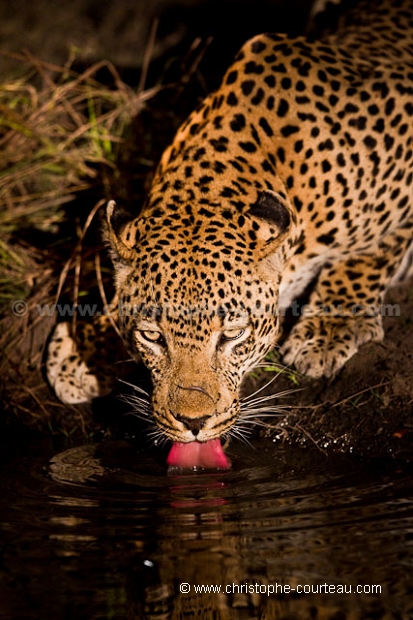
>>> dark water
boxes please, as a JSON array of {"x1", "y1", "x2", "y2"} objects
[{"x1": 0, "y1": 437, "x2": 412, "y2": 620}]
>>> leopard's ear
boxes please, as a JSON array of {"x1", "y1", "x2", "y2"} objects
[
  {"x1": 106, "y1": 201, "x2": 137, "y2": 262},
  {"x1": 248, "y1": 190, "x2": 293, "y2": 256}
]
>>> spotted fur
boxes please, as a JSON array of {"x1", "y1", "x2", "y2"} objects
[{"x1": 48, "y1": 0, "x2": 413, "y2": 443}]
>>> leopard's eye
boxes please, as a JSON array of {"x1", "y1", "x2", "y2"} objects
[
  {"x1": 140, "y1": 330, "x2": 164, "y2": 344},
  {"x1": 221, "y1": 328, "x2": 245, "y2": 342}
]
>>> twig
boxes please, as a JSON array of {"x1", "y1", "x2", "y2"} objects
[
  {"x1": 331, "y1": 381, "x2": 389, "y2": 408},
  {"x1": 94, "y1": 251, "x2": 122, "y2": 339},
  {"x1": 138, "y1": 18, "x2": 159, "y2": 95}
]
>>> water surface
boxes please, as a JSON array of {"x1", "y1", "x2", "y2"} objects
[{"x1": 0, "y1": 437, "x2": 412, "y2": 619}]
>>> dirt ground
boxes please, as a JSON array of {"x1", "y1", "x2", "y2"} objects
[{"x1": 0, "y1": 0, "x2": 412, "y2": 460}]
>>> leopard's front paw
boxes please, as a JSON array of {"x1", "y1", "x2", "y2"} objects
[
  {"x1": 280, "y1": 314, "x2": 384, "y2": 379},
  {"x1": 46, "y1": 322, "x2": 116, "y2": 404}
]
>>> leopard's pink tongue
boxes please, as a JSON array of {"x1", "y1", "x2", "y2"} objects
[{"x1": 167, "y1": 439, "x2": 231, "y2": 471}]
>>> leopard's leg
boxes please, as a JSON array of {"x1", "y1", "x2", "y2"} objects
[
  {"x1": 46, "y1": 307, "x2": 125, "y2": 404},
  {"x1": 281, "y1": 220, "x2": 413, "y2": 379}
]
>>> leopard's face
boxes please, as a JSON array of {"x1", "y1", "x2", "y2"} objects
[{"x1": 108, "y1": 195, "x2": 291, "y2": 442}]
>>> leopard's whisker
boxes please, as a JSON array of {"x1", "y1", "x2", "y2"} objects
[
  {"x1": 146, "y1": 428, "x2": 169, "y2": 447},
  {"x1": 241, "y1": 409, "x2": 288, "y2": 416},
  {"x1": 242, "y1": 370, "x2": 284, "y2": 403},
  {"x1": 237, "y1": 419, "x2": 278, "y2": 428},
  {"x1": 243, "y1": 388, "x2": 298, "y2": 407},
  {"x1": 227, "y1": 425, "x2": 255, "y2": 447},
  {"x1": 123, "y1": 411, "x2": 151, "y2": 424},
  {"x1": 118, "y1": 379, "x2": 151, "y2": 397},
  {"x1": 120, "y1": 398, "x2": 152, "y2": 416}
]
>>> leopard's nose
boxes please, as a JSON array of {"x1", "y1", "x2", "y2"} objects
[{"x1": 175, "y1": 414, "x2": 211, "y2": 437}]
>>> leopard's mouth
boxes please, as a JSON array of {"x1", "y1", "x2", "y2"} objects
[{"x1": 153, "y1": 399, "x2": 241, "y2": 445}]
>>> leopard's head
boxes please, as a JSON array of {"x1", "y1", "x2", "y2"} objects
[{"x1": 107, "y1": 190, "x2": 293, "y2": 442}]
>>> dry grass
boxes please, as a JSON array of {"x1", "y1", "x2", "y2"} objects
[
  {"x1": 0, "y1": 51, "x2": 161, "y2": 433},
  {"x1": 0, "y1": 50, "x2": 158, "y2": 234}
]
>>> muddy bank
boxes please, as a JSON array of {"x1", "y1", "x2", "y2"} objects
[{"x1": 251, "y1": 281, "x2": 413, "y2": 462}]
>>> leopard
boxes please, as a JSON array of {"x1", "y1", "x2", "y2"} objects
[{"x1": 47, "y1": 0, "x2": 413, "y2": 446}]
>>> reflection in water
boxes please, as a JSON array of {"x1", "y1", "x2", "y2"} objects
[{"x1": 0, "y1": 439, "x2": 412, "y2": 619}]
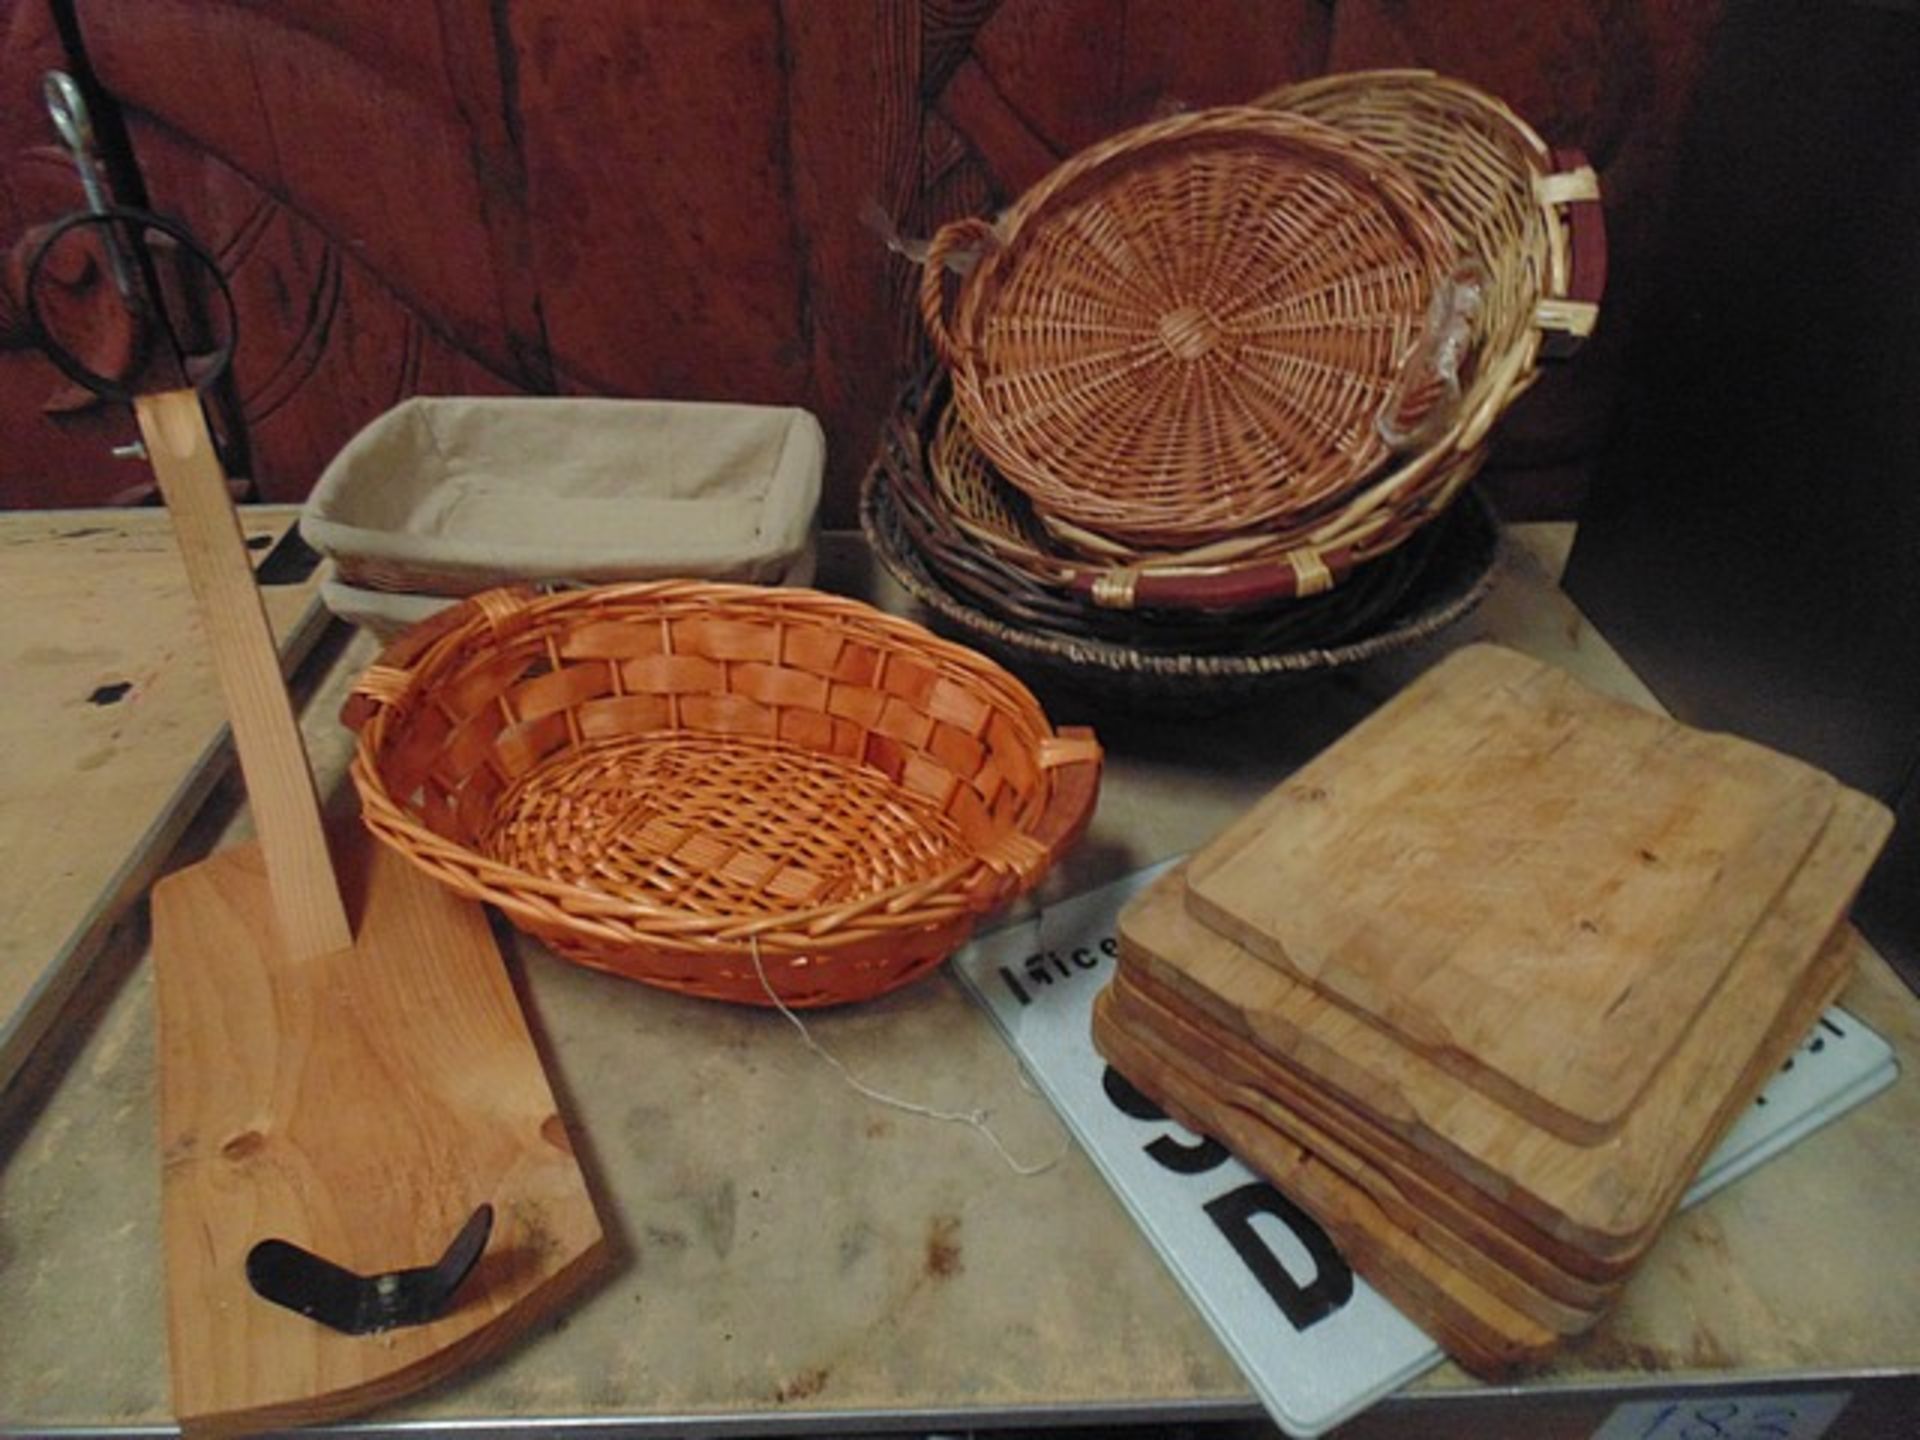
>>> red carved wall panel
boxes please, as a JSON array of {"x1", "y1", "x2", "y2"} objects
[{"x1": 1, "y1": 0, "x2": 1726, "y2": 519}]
========
REQUIRED WORK: Once the pictures are removed, copy the listing exactly.

REPLY:
>>> dark water
boxes please, as a JSON array of {"x1", "y1", "x2", "y2"} objects
[{"x1": 0, "y1": 437, "x2": 412, "y2": 620}]
>>> leopard's ear
boxes please, as a JSON array of {"x1", "y1", "x2", "y2"} objects
[
  {"x1": 106, "y1": 201, "x2": 137, "y2": 262},
  {"x1": 248, "y1": 190, "x2": 293, "y2": 256}
]
>>> spotted fur
boxes please, as a JSON array of {"x1", "y1", "x2", "y2"} objects
[{"x1": 48, "y1": 0, "x2": 413, "y2": 443}]
>>> leopard's eye
boxes please, as a JSON array of {"x1", "y1", "x2", "y2"} objects
[
  {"x1": 140, "y1": 330, "x2": 164, "y2": 344},
  {"x1": 221, "y1": 328, "x2": 245, "y2": 342}
]
>>> twig
boxes please, as a JSON array of {"x1", "y1", "x2", "y2"} objects
[
  {"x1": 331, "y1": 381, "x2": 389, "y2": 408},
  {"x1": 94, "y1": 251, "x2": 122, "y2": 339},
  {"x1": 138, "y1": 18, "x2": 159, "y2": 95}
]
>>> water surface
boxes please, as a JSON array of {"x1", "y1", "x2", "y2"} objects
[{"x1": 0, "y1": 437, "x2": 412, "y2": 619}]
>>> dirt ground
boxes please, as a JSON array of {"x1", "y1", "x2", "y2"} objects
[{"x1": 0, "y1": 0, "x2": 412, "y2": 460}]
>>> leopard's front paw
boxes please, as a JSON array of {"x1", "y1", "x2", "y2"} objects
[
  {"x1": 280, "y1": 314, "x2": 384, "y2": 379},
  {"x1": 46, "y1": 322, "x2": 116, "y2": 404}
]
>>> leopard's pink tongue
boxes please, as a JSON array of {"x1", "y1", "x2", "y2"} objects
[{"x1": 167, "y1": 439, "x2": 231, "y2": 471}]
>>> leopard's leg
boxes please, as a JSON array of {"x1", "y1", "x2", "y2"} objects
[
  {"x1": 46, "y1": 307, "x2": 125, "y2": 404},
  {"x1": 281, "y1": 220, "x2": 413, "y2": 379}
]
>>> leopard's face
boxes please, as a JSON array of {"x1", "y1", "x2", "y2"} objects
[{"x1": 108, "y1": 195, "x2": 291, "y2": 442}]
>>> leopard's whisker
boxes please, as a JSON array of {"x1", "y1", "x2", "y2"} objects
[
  {"x1": 146, "y1": 428, "x2": 169, "y2": 447},
  {"x1": 241, "y1": 409, "x2": 288, "y2": 416},
  {"x1": 242, "y1": 370, "x2": 284, "y2": 403},
  {"x1": 237, "y1": 419, "x2": 278, "y2": 428},
  {"x1": 243, "y1": 388, "x2": 298, "y2": 407},
  {"x1": 227, "y1": 425, "x2": 255, "y2": 447},
  {"x1": 123, "y1": 411, "x2": 151, "y2": 424},
  {"x1": 118, "y1": 379, "x2": 151, "y2": 397},
  {"x1": 120, "y1": 398, "x2": 152, "y2": 416}
]
>>> leopard's nose
boxes please, as a JSON array of {"x1", "y1", "x2", "y2"} objects
[{"x1": 175, "y1": 414, "x2": 211, "y2": 437}]
>>> leopard's mouth
boxes please, as a JSON array of {"x1", "y1", "x2", "y2"} objects
[{"x1": 153, "y1": 399, "x2": 241, "y2": 445}]
>>> leopard's head
boxes please, as a JSON array of {"x1", "y1", "x2", "y2"} objects
[{"x1": 107, "y1": 190, "x2": 293, "y2": 442}]
>>> dry grass
boxes please, as a JSON array of {"x1", "y1", "x2", "y2"} objects
[
  {"x1": 0, "y1": 51, "x2": 161, "y2": 433},
  {"x1": 0, "y1": 50, "x2": 158, "y2": 234}
]
>>> muddy bank
boxes please, as a JSON array of {"x1", "y1", "x2", "y2"} objects
[{"x1": 251, "y1": 281, "x2": 413, "y2": 462}]
>>> leopard
boxes please, as a JSON array of {"x1", "y1", "x2", "y2"} objects
[{"x1": 47, "y1": 0, "x2": 413, "y2": 446}]
>>> reflection in water
boxes please, as a JSON array of {"x1", "y1", "x2", "y2"} objects
[{"x1": 0, "y1": 439, "x2": 412, "y2": 619}]
>>> red carved wall panel
boxes please, as a JSON array of {"x1", "y1", "x2", "y2"} objects
[{"x1": 1, "y1": 0, "x2": 1726, "y2": 519}]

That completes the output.